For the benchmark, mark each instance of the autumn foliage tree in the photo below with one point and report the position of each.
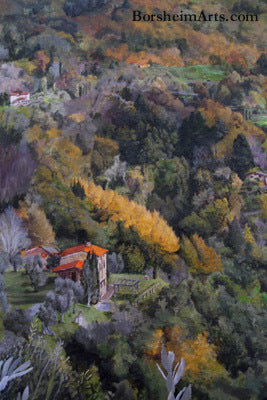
(39, 227)
(201, 258)
(150, 225)
(41, 61)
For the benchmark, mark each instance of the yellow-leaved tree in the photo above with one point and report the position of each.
(150, 225)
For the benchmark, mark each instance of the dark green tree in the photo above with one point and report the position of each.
(242, 158)
(235, 238)
(194, 132)
(90, 279)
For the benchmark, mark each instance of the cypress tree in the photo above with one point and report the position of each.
(90, 279)
(242, 158)
(235, 238)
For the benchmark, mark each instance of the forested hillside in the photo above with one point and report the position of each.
(142, 138)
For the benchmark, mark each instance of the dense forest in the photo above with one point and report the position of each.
(149, 140)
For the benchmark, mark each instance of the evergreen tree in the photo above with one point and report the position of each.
(235, 239)
(242, 158)
(194, 132)
(90, 279)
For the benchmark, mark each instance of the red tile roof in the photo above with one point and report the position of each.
(75, 249)
(74, 264)
(99, 251)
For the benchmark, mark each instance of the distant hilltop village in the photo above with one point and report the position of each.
(19, 98)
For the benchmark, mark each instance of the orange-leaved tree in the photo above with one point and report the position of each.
(150, 225)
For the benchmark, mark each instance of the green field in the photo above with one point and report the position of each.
(260, 121)
(19, 291)
(125, 293)
(66, 330)
(190, 73)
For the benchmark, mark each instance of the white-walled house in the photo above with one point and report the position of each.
(18, 98)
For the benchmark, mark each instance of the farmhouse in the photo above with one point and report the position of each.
(71, 264)
(19, 98)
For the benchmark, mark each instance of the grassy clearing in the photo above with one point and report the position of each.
(19, 291)
(65, 330)
(125, 293)
(191, 73)
(260, 121)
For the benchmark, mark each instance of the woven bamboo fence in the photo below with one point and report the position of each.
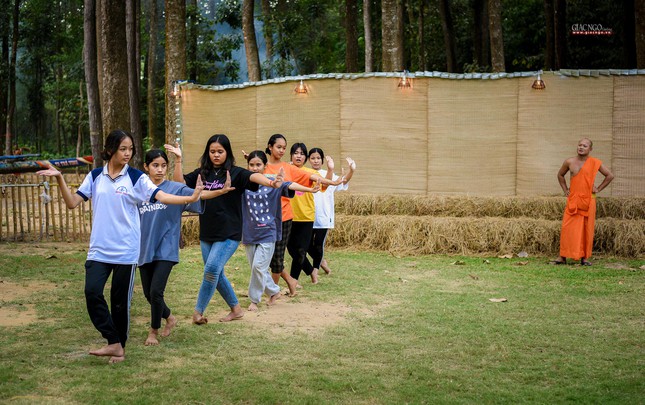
(32, 209)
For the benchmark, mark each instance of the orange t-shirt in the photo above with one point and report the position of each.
(292, 174)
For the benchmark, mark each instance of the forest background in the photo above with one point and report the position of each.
(72, 70)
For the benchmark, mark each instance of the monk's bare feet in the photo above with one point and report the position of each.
(235, 314)
(171, 322)
(323, 265)
(152, 338)
(274, 298)
(116, 359)
(113, 350)
(199, 319)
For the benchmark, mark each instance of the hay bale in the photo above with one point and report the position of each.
(549, 208)
(411, 235)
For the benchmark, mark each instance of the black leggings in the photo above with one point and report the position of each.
(316, 250)
(298, 245)
(113, 323)
(154, 277)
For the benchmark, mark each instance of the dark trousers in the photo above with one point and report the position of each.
(154, 277)
(277, 261)
(113, 324)
(297, 246)
(316, 250)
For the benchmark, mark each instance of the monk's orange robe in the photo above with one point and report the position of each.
(576, 238)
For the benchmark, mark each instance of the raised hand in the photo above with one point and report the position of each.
(330, 163)
(175, 150)
(51, 171)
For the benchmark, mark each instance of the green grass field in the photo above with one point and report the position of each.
(379, 330)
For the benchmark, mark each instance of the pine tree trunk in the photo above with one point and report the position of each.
(351, 36)
(11, 108)
(392, 35)
(175, 59)
(115, 99)
(367, 26)
(448, 35)
(250, 42)
(133, 81)
(496, 38)
(91, 81)
(155, 138)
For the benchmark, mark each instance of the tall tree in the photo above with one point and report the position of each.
(367, 27)
(250, 42)
(91, 81)
(351, 36)
(392, 35)
(560, 33)
(448, 35)
(113, 47)
(639, 16)
(155, 138)
(175, 58)
(267, 29)
(481, 38)
(131, 28)
(192, 16)
(496, 37)
(11, 108)
(549, 14)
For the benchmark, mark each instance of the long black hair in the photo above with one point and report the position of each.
(205, 163)
(113, 141)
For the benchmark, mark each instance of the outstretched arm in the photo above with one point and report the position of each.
(173, 199)
(609, 176)
(71, 200)
(563, 182)
(178, 174)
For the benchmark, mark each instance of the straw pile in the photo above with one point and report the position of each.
(414, 225)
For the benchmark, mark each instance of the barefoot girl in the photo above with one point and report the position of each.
(115, 190)
(262, 217)
(161, 224)
(324, 203)
(276, 148)
(220, 225)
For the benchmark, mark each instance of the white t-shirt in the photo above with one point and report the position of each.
(324, 202)
(116, 230)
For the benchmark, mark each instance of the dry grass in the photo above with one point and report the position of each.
(549, 208)
(416, 225)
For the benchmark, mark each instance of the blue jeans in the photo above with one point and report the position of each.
(215, 256)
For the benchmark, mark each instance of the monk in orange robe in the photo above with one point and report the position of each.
(576, 238)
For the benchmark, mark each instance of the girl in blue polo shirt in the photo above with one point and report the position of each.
(115, 190)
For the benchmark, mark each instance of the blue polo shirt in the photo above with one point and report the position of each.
(116, 230)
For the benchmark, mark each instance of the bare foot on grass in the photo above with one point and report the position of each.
(274, 298)
(199, 319)
(152, 338)
(116, 359)
(171, 322)
(113, 350)
(323, 265)
(233, 316)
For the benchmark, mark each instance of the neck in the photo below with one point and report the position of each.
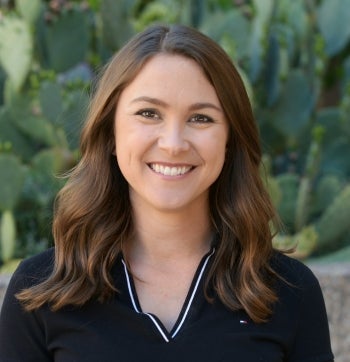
(165, 236)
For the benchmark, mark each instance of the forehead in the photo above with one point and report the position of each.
(172, 75)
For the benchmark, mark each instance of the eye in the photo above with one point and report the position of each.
(201, 119)
(148, 113)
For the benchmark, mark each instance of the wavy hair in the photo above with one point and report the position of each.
(93, 213)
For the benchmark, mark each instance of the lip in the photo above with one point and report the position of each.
(170, 169)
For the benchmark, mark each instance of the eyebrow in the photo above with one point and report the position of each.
(193, 107)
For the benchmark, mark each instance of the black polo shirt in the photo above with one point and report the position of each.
(119, 331)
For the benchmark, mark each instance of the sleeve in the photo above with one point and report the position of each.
(22, 338)
(312, 339)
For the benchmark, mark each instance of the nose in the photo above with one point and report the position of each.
(173, 139)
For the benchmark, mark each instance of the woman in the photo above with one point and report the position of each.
(163, 249)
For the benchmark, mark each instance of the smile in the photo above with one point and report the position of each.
(170, 171)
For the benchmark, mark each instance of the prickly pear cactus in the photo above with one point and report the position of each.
(11, 181)
(334, 222)
(16, 50)
(7, 235)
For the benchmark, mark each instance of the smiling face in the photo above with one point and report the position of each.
(170, 135)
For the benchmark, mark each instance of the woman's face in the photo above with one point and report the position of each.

● **Work to complete**
Reproduce each line exactly, please, except for any pictures.

● **Complete response**
For the benchmark, mark each instance of the autumn foliage tree in the photo below with one point and report the position of each.
(39, 227)
(201, 258)
(150, 225)
(41, 61)
For the benchmark, mark each instance of the yellow-leaved tree in the photo above with one point and report the position of each.
(150, 225)
For the benchmark, mark each instance of the dark green tree in the photo above with one point and report the position of each.
(242, 158)
(235, 238)
(194, 132)
(90, 279)
For the benchmark, mark each instance of the cypress tree in the photo above with one point and report the position of each.
(90, 279)
(242, 158)
(235, 238)
For the benchmark, mark each instance of the forested hillside in the photo above with one point and report the position of each.
(142, 138)
For the benchmark, mark each instance of the dense forest in the photo above with one point and report the position of each.
(149, 140)
For the benchmark, mark each instance of the evergreen tree in the photo above with one point and report the position of each.
(235, 239)
(242, 158)
(194, 132)
(90, 279)
For the benchmark, mark each instance of the red tile roof in the photo above with one point and report the position of each.
(75, 249)
(74, 264)
(99, 251)
For the benchmark, mark each instance of the distant hilltop village in the photo above with one point and report the position of each.
(19, 98)
For the benchmark, mark each instance of the orange-leaved tree in the photo above with one point and report the position of each.
(150, 225)
For the benchmark, mark each instance of the green field in the photo above with one point and report the position of each.
(260, 121)
(19, 291)
(125, 293)
(66, 330)
(190, 73)
For the benchmark, mark each instance of the white-walled house in the photo above with one point and report the position of each.
(18, 98)
For the benchmark, mark each instance of the farmhouse in the photo above with one point and report the position of each.
(71, 264)
(19, 98)
For the benchmark, mark each instance of the grassy clearing in the photo above with one point and report the position of each.
(19, 291)
(65, 330)
(125, 293)
(191, 73)
(260, 121)
For the benchmark, mark each instance of the woven bamboo fence in the photo below with one point and report the position of each.
(32, 209)
For the benchmark, mark each instance of the orange t-shirt in the photo above with one point and report the position of each.
(292, 174)
For the benchmark, mark each instance of the forest background in the photo above with one point and report the position of each.
(72, 70)
For the benchmark, mark each instance of the monk's bare feet in the photo above with one point and report the position of each.
(235, 314)
(171, 322)
(323, 265)
(152, 338)
(274, 298)
(116, 359)
(113, 350)
(199, 319)
For the benchmark, mark each instance of the hay bale in the photo above with one point and report the position of each.
(549, 208)
(411, 235)
For the benchmark, mark each instance of the black leggings in the photo above with one point and report the position of each.
(316, 250)
(298, 245)
(113, 323)
(154, 277)
For the benchmark, mark each instance of the dark trousers in the photo above with one point and report the position of each.
(154, 277)
(277, 261)
(113, 324)
(297, 246)
(316, 250)
For the benchmark, mark each instance of the monk's orange robe in the photo above with one point and report the position of each.
(576, 238)
For the benchmark, mark each instance of the raised hand in the photo above with one point and report the position of each.
(330, 163)
(175, 150)
(51, 171)
For the benchmark, mark each instance of the green grass field in the photo above with one point and report the position of each.
(379, 330)
For the benchmark, mark each instance of the pine tree trunk in the photo above with one point and report the position of each.
(351, 36)
(11, 108)
(392, 35)
(175, 59)
(115, 99)
(367, 26)
(448, 35)
(250, 42)
(133, 81)
(496, 38)
(91, 81)
(155, 138)
For the benchmark, mark each instance of the tall tree in the photo above with one point and report the position of each.
(367, 27)
(250, 42)
(91, 81)
(351, 36)
(392, 35)
(560, 33)
(448, 35)
(113, 47)
(639, 16)
(155, 138)
(175, 58)
(267, 29)
(481, 38)
(131, 28)
(192, 16)
(496, 37)
(11, 108)
(549, 14)
For the benchmark, mark each instance of the long black hair in the photo above with one point and report the position of each.
(205, 163)
(113, 141)
For the benchmark, mark each instance of the outstretched arm in the photo above with one point and report the position of each.
(173, 199)
(609, 176)
(71, 200)
(563, 182)
(178, 174)
For the benchmark, mark each instance of the straw pile in the photo above with one point and report the position of each.
(414, 225)
For the benchmark, mark each instance of the barefoot girl in the photo above with one point and report the position of each.
(115, 190)
(262, 217)
(161, 224)
(324, 203)
(276, 148)
(220, 225)
For the benchmark, mark each instance of the white t-shirt in the photo above with one point and report the position of each.
(324, 202)
(116, 230)
For the benchmark, mark each instance of the dry grass in the photo above with one point and report the position of each.
(549, 208)
(416, 225)
For the benchmark, mark each instance of the blue jeans in the photo above with one point and report the position of each.
(215, 256)
For the benchmark, mark each instance of the monk in orange robe in the photo above with one point and report the position of each.
(576, 238)
For the benchmark, mark each instance of the girl in blue polo shirt in the photo above with one point and report the position of each.
(115, 190)
For the benchmark, mark each instance of the blue polo shirt in the photo above with one point and report the position of each.
(116, 230)
For the benchmark, mark each instance of the bare foot on grass in the photo above with one point and report the position of each.
(274, 298)
(199, 319)
(152, 338)
(116, 359)
(171, 322)
(113, 350)
(323, 265)
(233, 316)
For the benchmark, mark each instance of the neck in the photo below with one point and report the position of each.
(165, 236)
For the benchmark, mark each instance of the forehead in the photo above with one point and report the position of each.
(172, 75)
For the benchmark, mark each instance of the eye in the photo above with one point and report the position of each.
(201, 119)
(148, 113)
For the benchmark, mark each instance of the wavy hair in the photo above with one point and report the position of each.
(93, 213)
For the benchmark, mark each instance of the lip in the photo above with one point and report the position of each.
(170, 169)
For the benchmark, mark each instance of the eyebrow in the photo above with one point and report the position of each.
(193, 107)
For the benchmark, mark each instance of the black polo shirt in the photo above with one point and report the position of each.
(119, 331)
For the benchmark, mark each instance of the sleeve in the photo above with one point and report the position of each.
(22, 338)
(312, 339)
For the benchmark, mark each instance of the nose in the photo above with one point and report the position of each.
(173, 139)
For the benchmark, mark each instance of the woman in the photo above with one point and report the position of each.
(163, 249)
For the benchmark, mark each instance of the smile in the photo above with one point and report the position of each.
(170, 171)
For the benchmark, mark each instance of the prickly pear cactus in the photo above with one point and report the position of each.
(11, 181)
(334, 222)
(16, 50)
(7, 235)
For the benchmark, mark each instance of the smiling face in the photo above with one point and report the position of each.
(170, 135)
For the benchmark, mark each instance of the woman's face in the photo above with one point and report the position of each.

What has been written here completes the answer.